TEXT Block Start
GlaxoSmithKline has been awarded the UK contract to provide a vaccine against human papillomavirus (HPV), the Department of Health has announced. However, some charities have criticised the choice because GSK’s Cervarix — unlike its rival Gardasil — does not protect against genital warts.

Cervarix targets HPV types 16 and 18, which are responsible for about 70 per cent of cervical cancers, but Gardasil provides additional protection against virus types 6 and 11, which cause genital warts.

Commenting on the decision, Julie Bentley, chief executive of the fpa, said: “While we of course welcome the introduction of a nationwide vaccine programme to prevent cervical cancer, we are disappointed that the Department of Health has missed a huge opportunity to protect an entire generation of young women against genital warts by not choosing Gardasil vaccine.

“Genital warts is the second most common sexually transmitted infection in the UK after chlamydia. Selecting Gardasil would have been a huge preventive measure in terms of health and financial costs to the NHS.”

Simon Blake, chief executive of sexual health charity Brook, said: “It is a shame that the Government decided not to take the opportunity to also protect young women against viruses HPV 6 and 11, the types that cause genital warts.”
TEXT Block End
DATASET CONTENT Block Start
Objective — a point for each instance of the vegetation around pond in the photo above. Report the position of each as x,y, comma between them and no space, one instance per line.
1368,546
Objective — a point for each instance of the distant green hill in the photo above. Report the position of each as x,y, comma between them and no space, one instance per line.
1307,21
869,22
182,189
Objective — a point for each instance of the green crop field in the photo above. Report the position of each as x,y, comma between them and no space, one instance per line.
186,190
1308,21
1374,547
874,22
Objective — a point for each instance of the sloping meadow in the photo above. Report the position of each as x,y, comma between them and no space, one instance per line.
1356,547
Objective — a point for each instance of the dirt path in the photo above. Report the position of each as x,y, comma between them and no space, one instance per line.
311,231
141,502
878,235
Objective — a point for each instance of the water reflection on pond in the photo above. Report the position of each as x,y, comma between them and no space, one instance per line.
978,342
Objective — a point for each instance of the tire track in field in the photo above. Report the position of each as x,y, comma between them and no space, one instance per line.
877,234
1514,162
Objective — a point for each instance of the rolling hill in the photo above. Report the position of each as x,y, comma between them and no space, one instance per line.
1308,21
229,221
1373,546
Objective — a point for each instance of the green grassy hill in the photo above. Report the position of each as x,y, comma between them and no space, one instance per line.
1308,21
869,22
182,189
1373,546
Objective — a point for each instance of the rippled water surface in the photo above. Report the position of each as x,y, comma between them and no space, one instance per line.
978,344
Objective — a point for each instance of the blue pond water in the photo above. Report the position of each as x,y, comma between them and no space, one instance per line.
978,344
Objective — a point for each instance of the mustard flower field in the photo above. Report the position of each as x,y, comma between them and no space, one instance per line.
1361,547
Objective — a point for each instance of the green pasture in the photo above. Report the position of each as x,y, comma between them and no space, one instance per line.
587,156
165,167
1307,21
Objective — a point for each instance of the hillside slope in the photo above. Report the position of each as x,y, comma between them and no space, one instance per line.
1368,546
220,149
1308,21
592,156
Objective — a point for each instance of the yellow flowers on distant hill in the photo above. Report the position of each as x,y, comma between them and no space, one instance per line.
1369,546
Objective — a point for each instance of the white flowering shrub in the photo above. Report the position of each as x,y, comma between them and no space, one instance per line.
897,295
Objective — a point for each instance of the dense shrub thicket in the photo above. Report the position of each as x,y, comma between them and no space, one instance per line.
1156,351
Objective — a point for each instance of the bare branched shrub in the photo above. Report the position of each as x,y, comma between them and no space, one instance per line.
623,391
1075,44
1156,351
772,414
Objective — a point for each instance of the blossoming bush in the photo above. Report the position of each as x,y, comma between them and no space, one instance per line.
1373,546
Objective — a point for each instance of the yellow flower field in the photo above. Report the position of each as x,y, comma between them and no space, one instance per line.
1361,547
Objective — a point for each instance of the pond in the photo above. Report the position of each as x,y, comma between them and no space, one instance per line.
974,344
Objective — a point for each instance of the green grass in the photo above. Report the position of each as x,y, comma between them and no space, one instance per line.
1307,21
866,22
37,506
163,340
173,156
DATASET CONTENT Block End
> WHAT YOU SHOULD DO: Please copy the passage of the HPV vaccine text, starting with "Cervarix targets HPV" and going on through "choosing Gardasil vaccine.".

> SOLUTION:
Cervarix targets HPV types 16 and 18, which are responsible for about 70 per cent of cervical cancers, but Gardasil provides additional protection against virus types 6 and 11, which cause genital warts.

Commenting on the decision, Julie Bentley, chief executive of the fpa, said: “While we of course welcome the introduction of a nationwide vaccine programme to prevent cervical cancer, we are disappointed that the Department of Health has missed a huge opportunity to protect an entire generation of young women against genital warts by not choosing Gardasil vaccine.